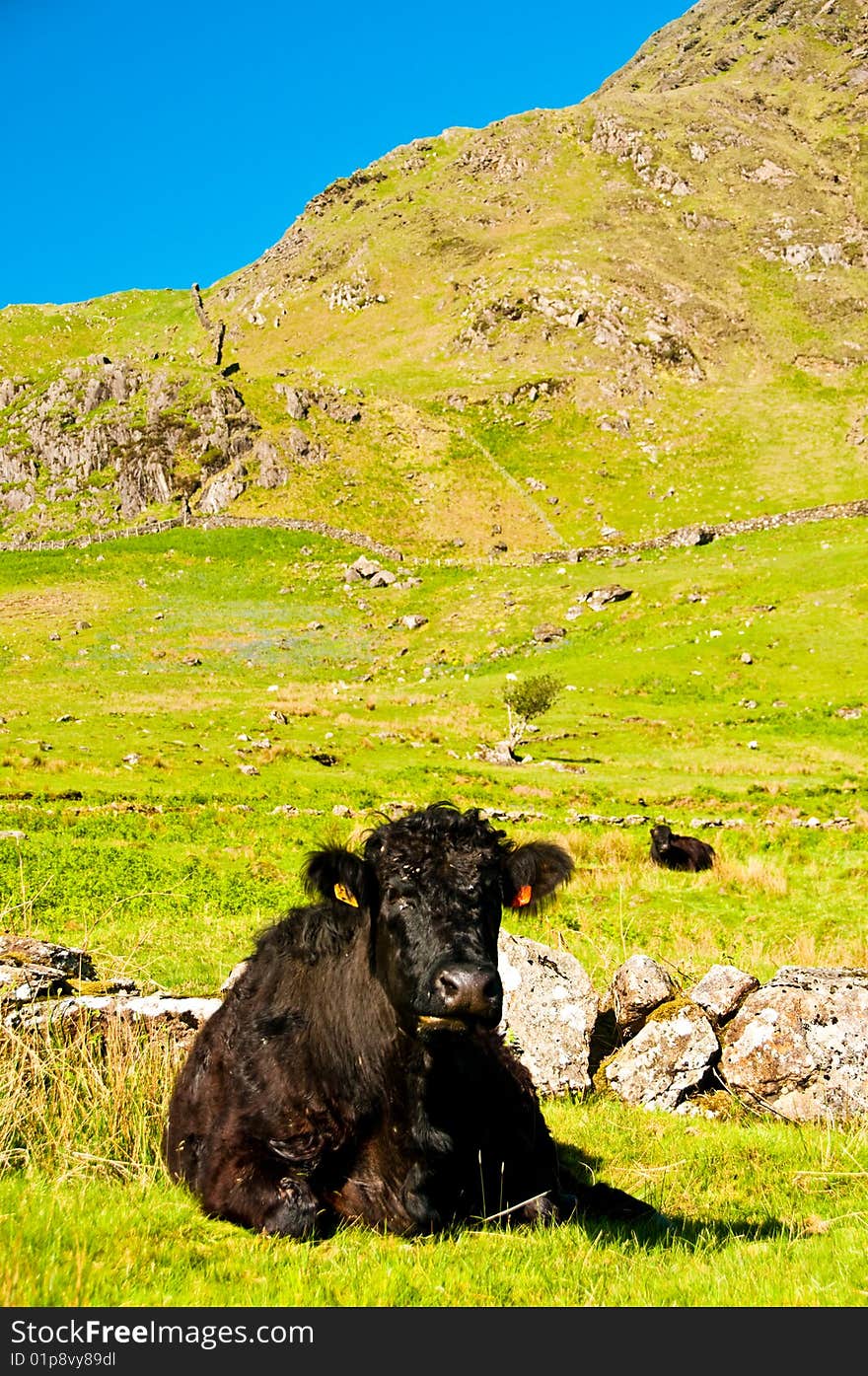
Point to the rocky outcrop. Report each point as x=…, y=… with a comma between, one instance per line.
x=795, y=1046
x=117, y=420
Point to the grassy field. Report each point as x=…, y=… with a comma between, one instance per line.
x=183, y=714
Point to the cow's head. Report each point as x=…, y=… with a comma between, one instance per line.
x=662, y=836
x=431, y=889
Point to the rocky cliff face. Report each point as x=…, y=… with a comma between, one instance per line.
x=111, y=441
x=641, y=311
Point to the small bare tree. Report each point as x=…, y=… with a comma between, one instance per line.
x=527, y=699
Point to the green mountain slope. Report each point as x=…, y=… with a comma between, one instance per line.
x=622, y=317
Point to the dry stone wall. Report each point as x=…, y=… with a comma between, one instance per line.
x=795, y=1048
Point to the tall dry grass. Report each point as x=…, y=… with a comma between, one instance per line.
x=87, y=1100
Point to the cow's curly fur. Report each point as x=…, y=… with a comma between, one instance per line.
x=356, y=1069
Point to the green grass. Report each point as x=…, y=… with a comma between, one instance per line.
x=166, y=867
x=788, y=1202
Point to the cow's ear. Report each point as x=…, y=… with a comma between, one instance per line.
x=534, y=871
x=338, y=877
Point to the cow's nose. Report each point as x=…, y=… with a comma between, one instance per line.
x=470, y=991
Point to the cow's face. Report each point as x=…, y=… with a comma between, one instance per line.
x=434, y=887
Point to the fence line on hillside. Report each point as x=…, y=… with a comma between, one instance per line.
x=697, y=533
x=157, y=527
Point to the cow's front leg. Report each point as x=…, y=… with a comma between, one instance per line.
x=257, y=1189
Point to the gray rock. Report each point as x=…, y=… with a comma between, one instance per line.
x=549, y=1013
x=21, y=951
x=670, y=1055
x=799, y=1045
x=638, y=986
x=600, y=598
x=222, y=490
x=722, y=989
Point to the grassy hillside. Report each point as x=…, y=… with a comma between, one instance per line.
x=572, y=327
x=124, y=760
x=183, y=714
x=651, y=303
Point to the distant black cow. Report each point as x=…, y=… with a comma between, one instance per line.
x=680, y=852
x=355, y=1069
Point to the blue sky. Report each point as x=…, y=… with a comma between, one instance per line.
x=164, y=143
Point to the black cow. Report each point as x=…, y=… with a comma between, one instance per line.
x=680, y=852
x=355, y=1069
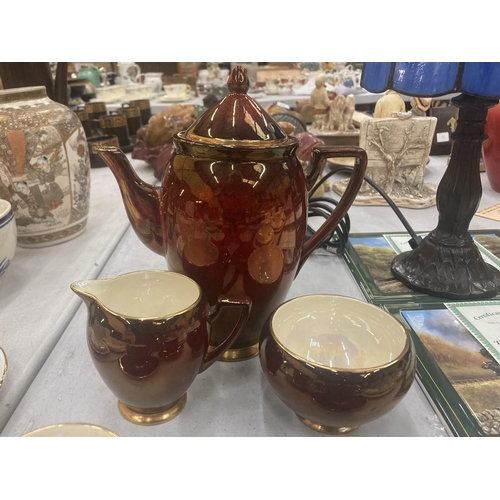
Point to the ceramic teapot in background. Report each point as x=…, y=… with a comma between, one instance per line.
x=231, y=212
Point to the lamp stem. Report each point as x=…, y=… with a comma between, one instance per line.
x=447, y=263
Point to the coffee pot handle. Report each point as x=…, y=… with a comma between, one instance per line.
x=319, y=155
x=242, y=303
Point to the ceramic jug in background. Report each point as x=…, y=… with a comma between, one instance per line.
x=154, y=80
x=148, y=334
x=231, y=212
x=44, y=167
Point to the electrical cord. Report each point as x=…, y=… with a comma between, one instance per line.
x=324, y=207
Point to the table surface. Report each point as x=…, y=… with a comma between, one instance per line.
x=51, y=378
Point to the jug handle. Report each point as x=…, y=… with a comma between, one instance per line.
x=319, y=155
x=242, y=303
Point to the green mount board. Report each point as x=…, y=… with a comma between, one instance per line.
x=368, y=256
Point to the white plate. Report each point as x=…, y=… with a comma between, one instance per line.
x=71, y=430
x=166, y=98
x=3, y=366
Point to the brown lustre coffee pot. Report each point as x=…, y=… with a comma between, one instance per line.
x=231, y=212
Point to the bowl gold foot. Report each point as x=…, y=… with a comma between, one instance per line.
x=327, y=429
x=241, y=353
x=152, y=416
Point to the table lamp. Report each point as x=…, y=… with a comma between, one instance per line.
x=447, y=263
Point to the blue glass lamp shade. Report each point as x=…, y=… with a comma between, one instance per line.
x=431, y=79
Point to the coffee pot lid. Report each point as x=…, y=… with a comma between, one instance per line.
x=236, y=117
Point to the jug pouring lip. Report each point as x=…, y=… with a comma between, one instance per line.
x=89, y=288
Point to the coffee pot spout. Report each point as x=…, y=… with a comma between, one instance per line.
x=142, y=200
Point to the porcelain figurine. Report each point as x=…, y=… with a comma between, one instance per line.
x=321, y=103
x=44, y=167
x=391, y=102
x=231, y=212
x=340, y=114
x=398, y=152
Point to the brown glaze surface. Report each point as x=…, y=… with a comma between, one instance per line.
x=232, y=209
x=150, y=363
x=335, y=398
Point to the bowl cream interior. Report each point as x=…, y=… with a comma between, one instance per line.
x=144, y=294
x=338, y=332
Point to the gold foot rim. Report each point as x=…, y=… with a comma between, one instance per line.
x=152, y=416
x=326, y=429
x=240, y=354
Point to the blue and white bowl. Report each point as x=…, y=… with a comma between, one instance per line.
x=8, y=235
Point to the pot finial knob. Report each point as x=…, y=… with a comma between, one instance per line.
x=238, y=82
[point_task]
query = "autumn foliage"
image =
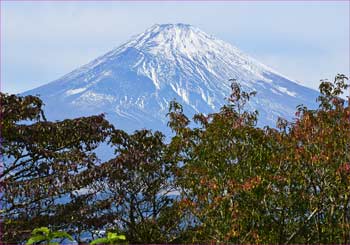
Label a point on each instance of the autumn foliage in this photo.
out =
(224, 180)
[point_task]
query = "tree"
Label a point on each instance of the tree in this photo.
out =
(138, 187)
(44, 234)
(44, 162)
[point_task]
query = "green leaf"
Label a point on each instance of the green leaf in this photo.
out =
(40, 231)
(62, 234)
(100, 241)
(36, 239)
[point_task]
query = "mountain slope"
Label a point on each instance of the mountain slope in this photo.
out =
(134, 83)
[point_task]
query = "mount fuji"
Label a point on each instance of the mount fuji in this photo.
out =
(134, 83)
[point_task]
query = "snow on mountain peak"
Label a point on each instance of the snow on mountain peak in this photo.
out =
(135, 82)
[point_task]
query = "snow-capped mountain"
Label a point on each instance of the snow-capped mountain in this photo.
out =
(134, 83)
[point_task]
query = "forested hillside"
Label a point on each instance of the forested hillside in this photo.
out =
(225, 180)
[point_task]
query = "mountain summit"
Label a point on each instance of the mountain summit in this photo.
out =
(134, 83)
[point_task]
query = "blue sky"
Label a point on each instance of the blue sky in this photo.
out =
(41, 41)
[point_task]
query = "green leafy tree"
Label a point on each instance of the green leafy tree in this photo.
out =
(138, 188)
(45, 235)
(112, 238)
(43, 162)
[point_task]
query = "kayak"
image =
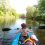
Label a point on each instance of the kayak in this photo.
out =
(15, 41)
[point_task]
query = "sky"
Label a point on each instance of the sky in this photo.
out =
(20, 5)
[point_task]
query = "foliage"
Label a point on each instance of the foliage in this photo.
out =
(32, 13)
(7, 14)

TASK BRIEF -> Copy each line above where "kayak" appears.

SOLUTION TO THE PROBLEM ->
query = "kayak"
Label a point on each instance of the kayak in this photo.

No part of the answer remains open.